■ GIVEN INSTRUCTION
Exclude the pictures, then copy all remaining records exactly.

____ RECORDED INFORMATION

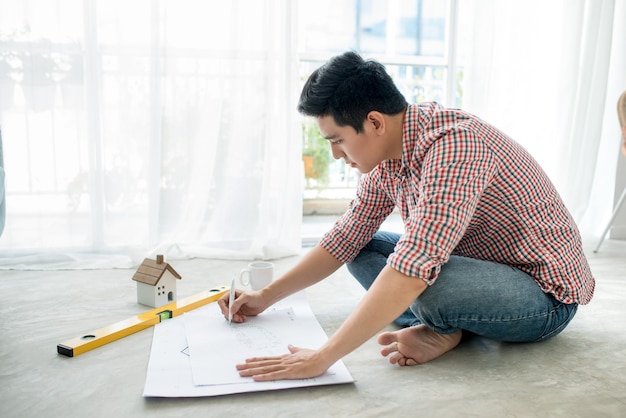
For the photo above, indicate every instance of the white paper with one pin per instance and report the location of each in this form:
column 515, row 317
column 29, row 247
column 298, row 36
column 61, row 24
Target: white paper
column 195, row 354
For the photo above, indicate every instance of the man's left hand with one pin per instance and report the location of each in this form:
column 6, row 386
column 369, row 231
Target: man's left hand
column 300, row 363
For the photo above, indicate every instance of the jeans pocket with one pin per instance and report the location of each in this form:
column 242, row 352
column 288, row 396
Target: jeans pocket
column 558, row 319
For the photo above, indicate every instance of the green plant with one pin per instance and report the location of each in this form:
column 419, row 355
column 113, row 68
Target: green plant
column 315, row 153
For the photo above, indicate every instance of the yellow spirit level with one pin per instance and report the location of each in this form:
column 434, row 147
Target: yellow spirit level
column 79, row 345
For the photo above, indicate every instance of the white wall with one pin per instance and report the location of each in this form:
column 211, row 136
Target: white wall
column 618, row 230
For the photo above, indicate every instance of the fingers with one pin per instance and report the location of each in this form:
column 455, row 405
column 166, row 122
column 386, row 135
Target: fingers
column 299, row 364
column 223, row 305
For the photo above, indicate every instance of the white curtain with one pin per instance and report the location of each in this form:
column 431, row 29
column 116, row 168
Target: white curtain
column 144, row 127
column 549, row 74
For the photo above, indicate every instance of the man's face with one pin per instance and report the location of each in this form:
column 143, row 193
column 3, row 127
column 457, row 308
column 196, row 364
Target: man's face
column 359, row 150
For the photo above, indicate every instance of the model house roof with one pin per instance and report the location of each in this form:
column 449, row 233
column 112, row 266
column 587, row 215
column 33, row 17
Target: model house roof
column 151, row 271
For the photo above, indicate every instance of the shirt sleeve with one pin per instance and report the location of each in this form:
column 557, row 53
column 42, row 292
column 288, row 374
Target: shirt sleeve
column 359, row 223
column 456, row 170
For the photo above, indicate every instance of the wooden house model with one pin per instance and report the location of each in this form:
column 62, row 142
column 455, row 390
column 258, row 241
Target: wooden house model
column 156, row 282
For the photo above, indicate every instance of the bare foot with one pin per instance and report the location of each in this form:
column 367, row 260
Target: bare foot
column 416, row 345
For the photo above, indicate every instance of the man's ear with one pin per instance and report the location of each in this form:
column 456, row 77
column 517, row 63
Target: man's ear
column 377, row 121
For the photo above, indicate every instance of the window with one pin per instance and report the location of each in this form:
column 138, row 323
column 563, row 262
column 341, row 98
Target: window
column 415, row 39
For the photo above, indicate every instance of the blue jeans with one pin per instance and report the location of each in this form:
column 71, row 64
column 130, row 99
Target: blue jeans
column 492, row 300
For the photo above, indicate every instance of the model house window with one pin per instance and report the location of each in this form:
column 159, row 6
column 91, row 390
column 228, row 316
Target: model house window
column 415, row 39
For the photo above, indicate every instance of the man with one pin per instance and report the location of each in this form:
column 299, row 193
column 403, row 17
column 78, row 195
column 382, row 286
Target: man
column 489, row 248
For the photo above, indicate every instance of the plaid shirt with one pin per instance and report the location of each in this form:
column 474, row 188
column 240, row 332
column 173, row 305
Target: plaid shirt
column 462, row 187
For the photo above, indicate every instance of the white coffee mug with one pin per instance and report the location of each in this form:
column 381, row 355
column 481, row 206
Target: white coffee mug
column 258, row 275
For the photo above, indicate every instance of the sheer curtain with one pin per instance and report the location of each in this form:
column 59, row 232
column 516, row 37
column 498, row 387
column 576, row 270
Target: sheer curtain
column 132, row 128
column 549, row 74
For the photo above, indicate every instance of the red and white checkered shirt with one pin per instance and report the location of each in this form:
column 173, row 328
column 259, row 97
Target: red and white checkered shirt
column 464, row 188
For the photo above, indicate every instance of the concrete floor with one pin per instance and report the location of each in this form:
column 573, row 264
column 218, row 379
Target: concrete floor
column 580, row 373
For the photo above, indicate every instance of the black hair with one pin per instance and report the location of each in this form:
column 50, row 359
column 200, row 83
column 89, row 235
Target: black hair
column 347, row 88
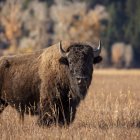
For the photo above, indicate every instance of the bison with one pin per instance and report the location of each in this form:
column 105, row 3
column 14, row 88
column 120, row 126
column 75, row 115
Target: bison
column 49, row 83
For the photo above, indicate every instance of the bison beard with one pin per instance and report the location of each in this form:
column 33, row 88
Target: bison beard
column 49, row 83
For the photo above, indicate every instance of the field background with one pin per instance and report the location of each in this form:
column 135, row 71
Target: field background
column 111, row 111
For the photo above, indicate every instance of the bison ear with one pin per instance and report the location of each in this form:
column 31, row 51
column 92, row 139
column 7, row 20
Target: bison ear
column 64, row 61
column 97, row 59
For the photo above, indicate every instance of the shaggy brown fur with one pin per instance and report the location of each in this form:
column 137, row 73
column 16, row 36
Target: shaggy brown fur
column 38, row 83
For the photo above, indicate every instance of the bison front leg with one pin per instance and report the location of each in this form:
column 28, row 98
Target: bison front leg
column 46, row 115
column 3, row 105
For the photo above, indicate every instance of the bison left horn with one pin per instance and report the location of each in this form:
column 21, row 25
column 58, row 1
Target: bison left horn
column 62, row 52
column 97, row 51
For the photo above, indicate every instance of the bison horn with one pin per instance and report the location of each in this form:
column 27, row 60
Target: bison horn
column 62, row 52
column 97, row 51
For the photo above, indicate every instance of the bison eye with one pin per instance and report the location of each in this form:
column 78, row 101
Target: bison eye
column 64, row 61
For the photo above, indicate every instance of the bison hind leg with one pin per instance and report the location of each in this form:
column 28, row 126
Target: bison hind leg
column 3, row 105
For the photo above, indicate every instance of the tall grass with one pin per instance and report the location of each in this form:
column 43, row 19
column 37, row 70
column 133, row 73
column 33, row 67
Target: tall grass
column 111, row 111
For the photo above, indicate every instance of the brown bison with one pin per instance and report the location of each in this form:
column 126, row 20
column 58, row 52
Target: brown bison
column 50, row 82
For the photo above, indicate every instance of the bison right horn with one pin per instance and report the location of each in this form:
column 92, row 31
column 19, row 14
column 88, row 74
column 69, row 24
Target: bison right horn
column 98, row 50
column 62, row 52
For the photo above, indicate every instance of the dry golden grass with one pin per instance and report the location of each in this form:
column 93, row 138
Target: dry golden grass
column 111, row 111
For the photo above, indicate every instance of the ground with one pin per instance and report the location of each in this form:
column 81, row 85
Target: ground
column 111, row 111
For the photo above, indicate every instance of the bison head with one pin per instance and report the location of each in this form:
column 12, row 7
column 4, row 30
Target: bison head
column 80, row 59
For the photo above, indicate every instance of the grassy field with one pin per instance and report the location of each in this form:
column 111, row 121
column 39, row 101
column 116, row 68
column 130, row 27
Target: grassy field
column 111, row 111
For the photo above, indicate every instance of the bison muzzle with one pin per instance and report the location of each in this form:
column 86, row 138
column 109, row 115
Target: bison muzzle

________

■ COMPLETE OUTPUT
For the photo above, indicate every instance of the white paper with one pin per instance and report the location of each in this form:
column 515, row 317
column 29, row 247
column 298, row 36
column 61, row 24
Target: white paper
column 195, row 354
For the photo above, indicate every instance of the man's left hand with one pin per instance and report the location of each in this form:
column 6, row 386
column 369, row 231
Target: man's left hand
column 300, row 363
For the photo above, indicate every instance of the jeans pocket with one pin per instance and report the location of each in this form:
column 242, row 352
column 288, row 396
Target: jeans pocket
column 558, row 319
For the photo above, indicate every instance of the green plant with one pin per instance and report the location of each in this form:
column 419, row 355
column 113, row 68
Target: green plant
column 315, row 153
For the photo above, indicate every instance of the yellow spirit level with one pin per instance and report the location of each in this form:
column 434, row 147
Target: yellow spirit level
column 79, row 345
For the photo above, indicate every instance of the white wall with one pin per instance and report the location of each in this form:
column 211, row 136
Target: white wall
column 618, row 230
For the photo above, indicate every instance of the fingers with one pin per instance and report the location of each in this form:
column 455, row 405
column 166, row 122
column 386, row 135
Target: fingers
column 299, row 364
column 223, row 305
For the photo above, indicate every instance of the white curtain with one pin per instance and report the location of each in this form:
column 431, row 29
column 116, row 168
Target: white curtain
column 144, row 127
column 549, row 74
For the photo above, indicate every instance of the man's face with one pin per instance and report the location of each in this form:
column 143, row 193
column 3, row 127
column 457, row 308
column 196, row 364
Target: man's face
column 359, row 150
For the photo above, indicate every instance of the model house roof with one pin per instance and report the location of each in this form:
column 449, row 233
column 112, row 266
column 587, row 215
column 33, row 17
Target: model house roof
column 151, row 271
For the photo above, indicate every instance of the shirt sleeve with one pin per instance and report the location of each in this form:
column 557, row 53
column 42, row 292
column 288, row 374
Target: shirt sleeve
column 359, row 223
column 456, row 170
For the photo above, indicate every instance of the wooden house model with one pin per instance and report the location of each in this form:
column 62, row 142
column 455, row 390
column 258, row 241
Target: wooden house model
column 156, row 282
For the photo above, indicate every instance of the bare foot with one pin per instance and report the location of each in this form:
column 367, row 260
Target: bare foot
column 416, row 345
For the photo above, indicate every instance of the man's ear with one pin per instance and report the location of each in this form:
column 456, row 77
column 517, row 63
Target: man's ear
column 377, row 121
For the photo above, indicate every instance of the window with one pin per instance and report the location of each in this form:
column 138, row 323
column 563, row 262
column 341, row 98
Target: window
column 415, row 39
For the photo above, indicate every instance of the blue jeans with one pin per instance and report the location of each in this form:
column 71, row 64
column 130, row 99
Target: blue jeans
column 492, row 300
For the photo above, indicate every instance of the model house window with one pin per instance and report the location of each in this form:
column 159, row 6
column 91, row 390
column 228, row 316
Target: model house window
column 415, row 39
For the photo above, indicate every instance of the man with one pin per instance and report the location of each in this form:
column 299, row 193
column 403, row 17
column 78, row 195
column 382, row 286
Target: man
column 489, row 248
For the photo above, indicate every instance of the plaid shirt with one pin per instance and report the location of each in this form:
column 474, row 188
column 240, row 332
column 173, row 305
Target: plaid shirt
column 462, row 187
For the photo above, indicate every instance of the white coffee mug with one pin per instance and report the location of each in this form:
column 381, row 355
column 481, row 206
Target: white coffee mug
column 258, row 275
For the photo above, indicate every instance of the sheer curtain with one pin per instance and report the location of each in this form:
column 59, row 232
column 516, row 37
column 498, row 387
column 576, row 270
Target: sheer curtain
column 132, row 128
column 549, row 74
For the photo above, indicate every instance of the red and white checkered shirt with one pin per instance and report the location of each in this form:
column 173, row 328
column 259, row 97
Target: red and white checkered shirt
column 464, row 188
For the photo above, indicate every instance of the concrete floor with one pin per instance and report the location of each in this form:
column 573, row 264
column 218, row 379
Target: concrete floor
column 580, row 373
For the photo above, indicate every instance of the black hair with one pin per instance and report the location of each in this form:
column 50, row 359
column 200, row 83
column 89, row 235
Target: black hair
column 347, row 88
For the photo above, indicate every instance of the bison with one pin per instance and report the location of each in this form:
column 105, row 3
column 14, row 88
column 120, row 126
column 75, row 115
Target: bison
column 49, row 83
For the photo above, indicate every instance of the bison beard with one pin per instance and report the location of each in this form:
column 33, row 88
Target: bison beard
column 49, row 83
For the photo above, indicate every instance of the field background with one pin per instance and report the location of each in this form:
column 135, row 71
Target: field background
column 111, row 111
For the photo above, indicate every instance of the bison ear with one pin per instance and report the location of each in this form:
column 31, row 51
column 92, row 139
column 7, row 20
Target: bison ear
column 64, row 61
column 97, row 59
For the photo above, indicate every instance of the shaggy brown fur with one pin per instance and report the location of each in this form:
column 137, row 73
column 16, row 36
Target: shaggy brown fur
column 38, row 83
For the photo above, indicate every instance of the bison front leg with one pin per instance and report the location of each in this form:
column 28, row 98
Target: bison front leg
column 46, row 115
column 3, row 105
For the photo above, indicate every instance of the bison left horn with one pin per instance and report the location of each in this form:
column 21, row 25
column 58, row 1
Target: bison left horn
column 62, row 52
column 97, row 51
For the photo above, indicate every instance of the bison horn with one pin per instance and report the location of each in this form:
column 27, row 60
Target: bison horn
column 62, row 52
column 97, row 51
For the photo above, indicate every instance of the bison eye with one pin per instance and report the location of each in this form:
column 78, row 101
Target: bison eye
column 64, row 61
For the photo above, indicate every instance of the bison hind leg with one pin per instance and report the location of each in this form:
column 28, row 126
Target: bison hind leg
column 3, row 105
For the photo above, indicate every instance of the tall grass with one pin per instance and report the location of each in this form:
column 43, row 19
column 37, row 70
column 133, row 73
column 33, row 67
Target: tall grass
column 111, row 111
For the photo above, indicate every instance of the brown bison with one pin per instance and report the location of each in this form:
column 126, row 20
column 58, row 52
Target: brown bison
column 50, row 82
For the photo above, indicate every instance of the bison right horn with one pin per instance and report the location of each in this form:
column 92, row 31
column 19, row 14
column 88, row 74
column 69, row 24
Target: bison right horn
column 98, row 50
column 62, row 52
For the photo above, indicate every instance of the dry golden grass with one pin per instance and report the location of each in this form:
column 93, row 138
Target: dry golden grass
column 111, row 111
For the photo above, indicate every instance of the ground with one pin per instance and report the location of each in this form:
column 81, row 85
Target: ground
column 111, row 111
For the photo above, indicate every instance of the bison head with one pin per instance and report the location of each in this form:
column 12, row 7
column 4, row 30
Target: bison head
column 80, row 59
For the photo above, indicate every instance of the grassy field with one pin per instance and report the location of each in this form:
column 111, row 121
column 39, row 101
column 116, row 68
column 130, row 27
Target: grassy field
column 111, row 111
For the photo above, indicate every instance of the bison muzzle with one pin per instance and report the location of each in this form:
column 86, row 138
column 109, row 115
Target: bison muzzle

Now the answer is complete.